## Records supplied
Segment Open

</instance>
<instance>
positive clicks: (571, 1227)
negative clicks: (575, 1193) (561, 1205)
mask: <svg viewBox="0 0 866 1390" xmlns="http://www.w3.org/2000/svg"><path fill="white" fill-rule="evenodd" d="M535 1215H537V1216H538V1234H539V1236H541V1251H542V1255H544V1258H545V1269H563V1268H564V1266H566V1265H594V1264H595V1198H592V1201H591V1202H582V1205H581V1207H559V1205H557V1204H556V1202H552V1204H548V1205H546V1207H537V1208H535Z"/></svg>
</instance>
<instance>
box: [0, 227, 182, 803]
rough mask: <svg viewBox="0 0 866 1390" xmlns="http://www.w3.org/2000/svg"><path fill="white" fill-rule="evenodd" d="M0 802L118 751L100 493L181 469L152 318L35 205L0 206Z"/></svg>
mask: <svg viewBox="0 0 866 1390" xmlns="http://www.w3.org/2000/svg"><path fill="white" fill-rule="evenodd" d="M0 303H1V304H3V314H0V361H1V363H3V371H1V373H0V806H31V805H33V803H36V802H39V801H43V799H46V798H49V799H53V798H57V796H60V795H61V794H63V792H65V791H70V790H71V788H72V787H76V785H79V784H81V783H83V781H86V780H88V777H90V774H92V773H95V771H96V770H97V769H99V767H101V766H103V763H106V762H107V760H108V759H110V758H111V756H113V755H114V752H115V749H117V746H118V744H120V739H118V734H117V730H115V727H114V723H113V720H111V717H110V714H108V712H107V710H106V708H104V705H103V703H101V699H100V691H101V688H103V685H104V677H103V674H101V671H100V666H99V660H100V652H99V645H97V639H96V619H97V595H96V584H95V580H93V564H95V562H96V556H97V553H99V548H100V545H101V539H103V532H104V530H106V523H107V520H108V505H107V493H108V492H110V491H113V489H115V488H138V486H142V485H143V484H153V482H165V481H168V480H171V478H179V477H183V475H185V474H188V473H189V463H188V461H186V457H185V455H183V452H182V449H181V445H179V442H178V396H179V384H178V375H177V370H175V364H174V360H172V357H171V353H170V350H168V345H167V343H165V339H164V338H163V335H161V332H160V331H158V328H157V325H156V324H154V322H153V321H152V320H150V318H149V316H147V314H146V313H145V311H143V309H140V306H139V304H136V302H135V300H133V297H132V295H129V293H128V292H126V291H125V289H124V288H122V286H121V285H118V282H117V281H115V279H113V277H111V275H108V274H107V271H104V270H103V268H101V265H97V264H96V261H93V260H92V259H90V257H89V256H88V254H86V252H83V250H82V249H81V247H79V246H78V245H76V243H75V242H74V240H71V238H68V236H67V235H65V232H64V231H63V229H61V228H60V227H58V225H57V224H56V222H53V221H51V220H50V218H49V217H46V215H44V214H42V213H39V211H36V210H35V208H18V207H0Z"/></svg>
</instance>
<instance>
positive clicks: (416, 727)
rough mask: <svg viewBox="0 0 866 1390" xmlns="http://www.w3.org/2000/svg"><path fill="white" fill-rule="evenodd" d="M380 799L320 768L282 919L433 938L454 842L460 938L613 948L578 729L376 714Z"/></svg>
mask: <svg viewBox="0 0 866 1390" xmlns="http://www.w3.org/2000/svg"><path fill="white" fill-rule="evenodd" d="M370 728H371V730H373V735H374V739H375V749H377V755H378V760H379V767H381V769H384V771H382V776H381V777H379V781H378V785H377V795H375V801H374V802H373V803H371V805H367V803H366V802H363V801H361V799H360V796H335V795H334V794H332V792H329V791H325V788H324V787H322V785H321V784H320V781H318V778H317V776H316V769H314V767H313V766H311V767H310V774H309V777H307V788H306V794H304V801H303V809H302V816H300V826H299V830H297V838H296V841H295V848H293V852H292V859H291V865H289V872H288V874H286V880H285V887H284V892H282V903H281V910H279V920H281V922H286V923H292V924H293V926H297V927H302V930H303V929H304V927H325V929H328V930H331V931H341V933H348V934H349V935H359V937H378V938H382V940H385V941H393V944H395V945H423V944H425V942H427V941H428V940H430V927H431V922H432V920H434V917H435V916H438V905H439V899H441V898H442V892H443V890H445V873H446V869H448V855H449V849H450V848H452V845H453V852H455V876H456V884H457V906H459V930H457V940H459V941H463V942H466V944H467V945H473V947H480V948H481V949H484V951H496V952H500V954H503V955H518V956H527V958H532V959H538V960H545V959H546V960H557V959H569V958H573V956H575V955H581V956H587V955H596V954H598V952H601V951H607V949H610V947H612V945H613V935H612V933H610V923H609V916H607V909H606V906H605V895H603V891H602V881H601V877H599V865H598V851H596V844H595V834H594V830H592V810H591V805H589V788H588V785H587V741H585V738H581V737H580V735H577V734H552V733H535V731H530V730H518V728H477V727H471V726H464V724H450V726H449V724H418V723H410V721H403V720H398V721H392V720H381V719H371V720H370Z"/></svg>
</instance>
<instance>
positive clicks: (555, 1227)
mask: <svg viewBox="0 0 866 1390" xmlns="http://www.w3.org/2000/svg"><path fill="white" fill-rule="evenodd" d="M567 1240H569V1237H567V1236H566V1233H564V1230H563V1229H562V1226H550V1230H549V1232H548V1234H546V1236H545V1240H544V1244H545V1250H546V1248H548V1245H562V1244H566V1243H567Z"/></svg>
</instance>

Segment Closed

## Problem description
Write the records from the start through the line containing "negative clicks: (575, 1193) (561, 1205)" as a JSON list of strings, one string per line, leaving out blank lines.

## Result of the exercise
[
  "</instance>",
  "<instance>",
  "positive clicks: (571, 1227)",
  "negative clicks: (575, 1193) (561, 1205)"
]